* [Consegna]: Conti le righe dei dati in cui compare la stringa "person" e indichi soltanto il numero.

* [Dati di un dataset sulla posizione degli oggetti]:
========

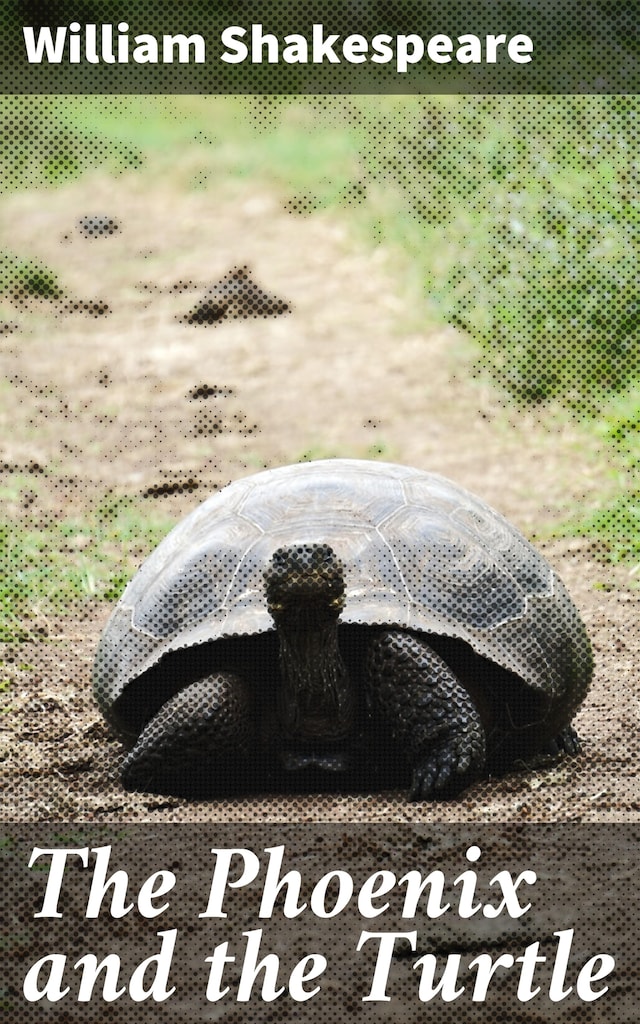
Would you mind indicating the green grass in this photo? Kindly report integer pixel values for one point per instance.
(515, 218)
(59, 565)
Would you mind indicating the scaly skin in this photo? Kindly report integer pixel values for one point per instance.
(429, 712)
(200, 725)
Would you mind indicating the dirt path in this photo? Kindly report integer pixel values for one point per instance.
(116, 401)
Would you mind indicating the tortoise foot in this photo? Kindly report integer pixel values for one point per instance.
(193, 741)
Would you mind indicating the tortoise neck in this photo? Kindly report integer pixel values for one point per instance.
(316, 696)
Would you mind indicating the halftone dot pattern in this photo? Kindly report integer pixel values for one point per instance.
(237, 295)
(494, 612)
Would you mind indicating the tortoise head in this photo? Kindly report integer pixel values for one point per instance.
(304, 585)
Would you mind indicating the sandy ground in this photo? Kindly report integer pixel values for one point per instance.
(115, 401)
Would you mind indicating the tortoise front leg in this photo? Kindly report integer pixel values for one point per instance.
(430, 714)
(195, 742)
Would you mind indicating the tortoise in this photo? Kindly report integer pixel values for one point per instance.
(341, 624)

========

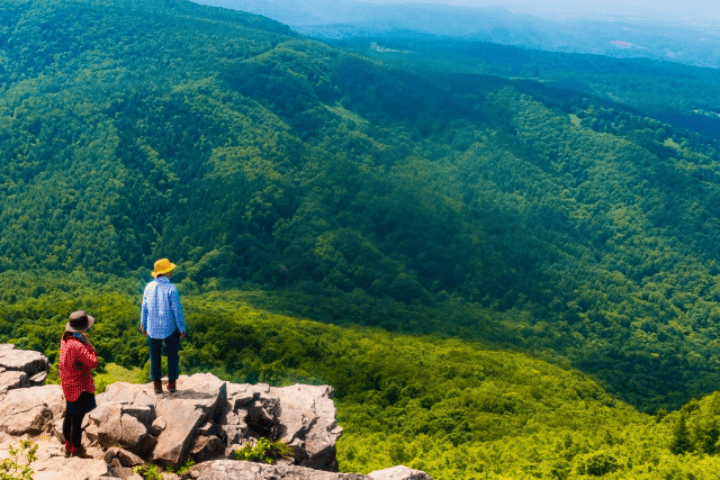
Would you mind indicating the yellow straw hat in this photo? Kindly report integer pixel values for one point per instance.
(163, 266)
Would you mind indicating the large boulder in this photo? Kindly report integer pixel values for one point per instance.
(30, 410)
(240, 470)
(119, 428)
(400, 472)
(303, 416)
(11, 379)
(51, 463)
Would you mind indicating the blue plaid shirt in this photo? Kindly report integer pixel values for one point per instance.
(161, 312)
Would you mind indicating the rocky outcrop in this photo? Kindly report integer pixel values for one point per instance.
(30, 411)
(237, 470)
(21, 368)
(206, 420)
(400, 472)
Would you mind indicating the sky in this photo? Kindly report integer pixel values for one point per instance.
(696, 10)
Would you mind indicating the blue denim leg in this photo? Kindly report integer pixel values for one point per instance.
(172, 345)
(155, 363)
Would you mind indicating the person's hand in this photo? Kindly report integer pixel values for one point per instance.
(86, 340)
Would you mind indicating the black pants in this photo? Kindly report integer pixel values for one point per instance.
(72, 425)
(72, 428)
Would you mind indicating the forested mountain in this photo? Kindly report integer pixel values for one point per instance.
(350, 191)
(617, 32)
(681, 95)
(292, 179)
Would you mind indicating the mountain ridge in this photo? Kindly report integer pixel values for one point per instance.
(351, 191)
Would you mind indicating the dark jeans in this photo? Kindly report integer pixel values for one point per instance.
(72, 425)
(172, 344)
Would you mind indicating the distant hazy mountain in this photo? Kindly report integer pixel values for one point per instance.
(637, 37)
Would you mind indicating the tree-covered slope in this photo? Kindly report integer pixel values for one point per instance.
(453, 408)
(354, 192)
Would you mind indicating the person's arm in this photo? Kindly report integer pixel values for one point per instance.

========

* [Esito della consegna]: 2